*Requirements*. Transcribe the lines below word for word, keeping each one in its original order.

Saved entries
————

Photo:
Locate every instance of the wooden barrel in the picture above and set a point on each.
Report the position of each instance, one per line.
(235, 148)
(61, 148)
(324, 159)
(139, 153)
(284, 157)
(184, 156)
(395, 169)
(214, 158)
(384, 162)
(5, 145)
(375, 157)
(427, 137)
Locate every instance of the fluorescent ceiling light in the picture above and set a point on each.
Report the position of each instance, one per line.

————

*Exercise response*.
Photo:
Locate every instance of the wooden barrel in the picture above and set a point on each.
Report the position of each instance, one per line.
(235, 148)
(61, 148)
(324, 159)
(139, 153)
(284, 157)
(184, 156)
(395, 169)
(214, 158)
(384, 162)
(5, 145)
(375, 157)
(427, 137)
Locate every instance of the fluorescent ceiling light in the picture above and set a point on each.
Report the position of each instance, one per line.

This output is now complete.